▶ [Input material]:

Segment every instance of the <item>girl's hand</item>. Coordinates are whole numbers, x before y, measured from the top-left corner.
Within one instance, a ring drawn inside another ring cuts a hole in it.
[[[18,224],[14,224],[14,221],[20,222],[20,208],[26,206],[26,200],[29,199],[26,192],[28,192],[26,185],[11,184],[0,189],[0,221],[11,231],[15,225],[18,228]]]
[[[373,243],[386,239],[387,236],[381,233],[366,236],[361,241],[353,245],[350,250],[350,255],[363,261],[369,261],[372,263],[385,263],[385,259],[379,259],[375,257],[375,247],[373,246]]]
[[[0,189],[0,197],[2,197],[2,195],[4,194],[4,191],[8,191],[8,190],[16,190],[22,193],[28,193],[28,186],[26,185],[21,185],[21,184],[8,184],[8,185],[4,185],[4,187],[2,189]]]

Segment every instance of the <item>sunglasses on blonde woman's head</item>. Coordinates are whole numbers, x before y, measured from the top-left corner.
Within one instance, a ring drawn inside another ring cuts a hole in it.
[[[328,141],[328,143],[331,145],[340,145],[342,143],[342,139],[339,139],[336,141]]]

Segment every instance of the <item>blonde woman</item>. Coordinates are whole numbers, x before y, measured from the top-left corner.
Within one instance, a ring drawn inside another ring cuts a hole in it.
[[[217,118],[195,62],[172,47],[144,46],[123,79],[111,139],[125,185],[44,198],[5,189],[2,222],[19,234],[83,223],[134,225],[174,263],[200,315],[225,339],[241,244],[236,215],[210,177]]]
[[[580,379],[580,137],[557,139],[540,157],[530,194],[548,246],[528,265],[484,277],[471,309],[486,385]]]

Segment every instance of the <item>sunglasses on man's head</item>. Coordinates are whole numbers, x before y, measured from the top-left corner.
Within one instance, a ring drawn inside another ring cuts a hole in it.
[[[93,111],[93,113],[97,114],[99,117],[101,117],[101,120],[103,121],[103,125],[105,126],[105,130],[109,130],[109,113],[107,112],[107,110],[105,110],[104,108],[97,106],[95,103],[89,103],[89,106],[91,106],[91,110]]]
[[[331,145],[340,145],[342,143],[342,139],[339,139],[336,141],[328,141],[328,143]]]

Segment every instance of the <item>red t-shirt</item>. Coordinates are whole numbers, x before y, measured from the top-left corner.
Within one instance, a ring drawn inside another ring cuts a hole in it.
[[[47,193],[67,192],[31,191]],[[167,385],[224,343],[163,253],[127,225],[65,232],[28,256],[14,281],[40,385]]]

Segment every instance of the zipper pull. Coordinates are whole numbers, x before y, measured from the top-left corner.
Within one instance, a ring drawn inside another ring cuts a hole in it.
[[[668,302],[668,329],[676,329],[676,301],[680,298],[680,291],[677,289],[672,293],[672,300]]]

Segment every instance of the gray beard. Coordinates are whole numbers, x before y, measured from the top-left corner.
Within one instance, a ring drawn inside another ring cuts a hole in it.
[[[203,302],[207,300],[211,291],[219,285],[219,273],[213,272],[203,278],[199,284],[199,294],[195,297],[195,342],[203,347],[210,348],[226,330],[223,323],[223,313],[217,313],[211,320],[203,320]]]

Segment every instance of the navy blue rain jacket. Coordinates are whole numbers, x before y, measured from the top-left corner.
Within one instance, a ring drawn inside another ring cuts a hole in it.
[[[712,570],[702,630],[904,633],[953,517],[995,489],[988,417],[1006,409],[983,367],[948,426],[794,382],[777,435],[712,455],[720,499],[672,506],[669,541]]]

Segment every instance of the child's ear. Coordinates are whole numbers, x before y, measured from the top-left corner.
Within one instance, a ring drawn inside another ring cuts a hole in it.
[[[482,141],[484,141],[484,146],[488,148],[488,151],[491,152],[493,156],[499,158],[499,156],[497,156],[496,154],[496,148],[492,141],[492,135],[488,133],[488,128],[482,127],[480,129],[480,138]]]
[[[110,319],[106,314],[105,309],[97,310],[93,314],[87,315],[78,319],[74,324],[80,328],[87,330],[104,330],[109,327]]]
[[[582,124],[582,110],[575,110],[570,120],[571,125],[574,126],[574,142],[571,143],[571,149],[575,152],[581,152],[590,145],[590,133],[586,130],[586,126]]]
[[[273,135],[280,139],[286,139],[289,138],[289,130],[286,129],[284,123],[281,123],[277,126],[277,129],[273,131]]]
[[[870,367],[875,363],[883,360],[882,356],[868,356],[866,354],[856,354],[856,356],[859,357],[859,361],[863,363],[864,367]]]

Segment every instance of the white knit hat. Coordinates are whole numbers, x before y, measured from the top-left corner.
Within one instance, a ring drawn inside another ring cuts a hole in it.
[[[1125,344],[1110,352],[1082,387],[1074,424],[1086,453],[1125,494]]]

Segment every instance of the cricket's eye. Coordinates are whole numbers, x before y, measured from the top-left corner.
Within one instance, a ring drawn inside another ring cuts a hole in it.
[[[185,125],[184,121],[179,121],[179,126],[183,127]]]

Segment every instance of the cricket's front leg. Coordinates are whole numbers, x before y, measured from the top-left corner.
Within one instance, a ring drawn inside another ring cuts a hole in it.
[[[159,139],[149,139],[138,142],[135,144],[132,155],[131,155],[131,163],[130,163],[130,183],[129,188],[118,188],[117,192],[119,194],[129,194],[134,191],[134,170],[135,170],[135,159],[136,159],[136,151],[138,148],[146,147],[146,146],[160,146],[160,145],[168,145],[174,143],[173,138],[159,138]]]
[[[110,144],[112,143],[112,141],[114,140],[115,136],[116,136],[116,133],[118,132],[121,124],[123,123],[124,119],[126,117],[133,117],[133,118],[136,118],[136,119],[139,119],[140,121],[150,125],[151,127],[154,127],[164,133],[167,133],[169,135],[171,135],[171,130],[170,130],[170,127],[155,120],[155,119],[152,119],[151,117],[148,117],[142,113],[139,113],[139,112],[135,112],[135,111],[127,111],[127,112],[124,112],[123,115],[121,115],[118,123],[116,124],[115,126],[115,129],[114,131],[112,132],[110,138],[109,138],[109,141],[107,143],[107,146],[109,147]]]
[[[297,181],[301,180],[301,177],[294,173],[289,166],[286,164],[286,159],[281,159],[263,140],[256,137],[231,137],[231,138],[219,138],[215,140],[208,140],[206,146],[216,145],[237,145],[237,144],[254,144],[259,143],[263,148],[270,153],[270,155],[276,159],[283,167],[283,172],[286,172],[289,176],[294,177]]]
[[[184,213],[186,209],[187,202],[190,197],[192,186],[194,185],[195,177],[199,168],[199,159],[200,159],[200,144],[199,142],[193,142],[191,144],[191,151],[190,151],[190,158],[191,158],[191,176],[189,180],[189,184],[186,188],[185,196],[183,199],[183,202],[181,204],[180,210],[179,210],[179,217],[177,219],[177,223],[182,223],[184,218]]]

▶ [Your goal]: Only a number is wanted: how many lines of the material above hold "corner"?

▶ [Response]: 12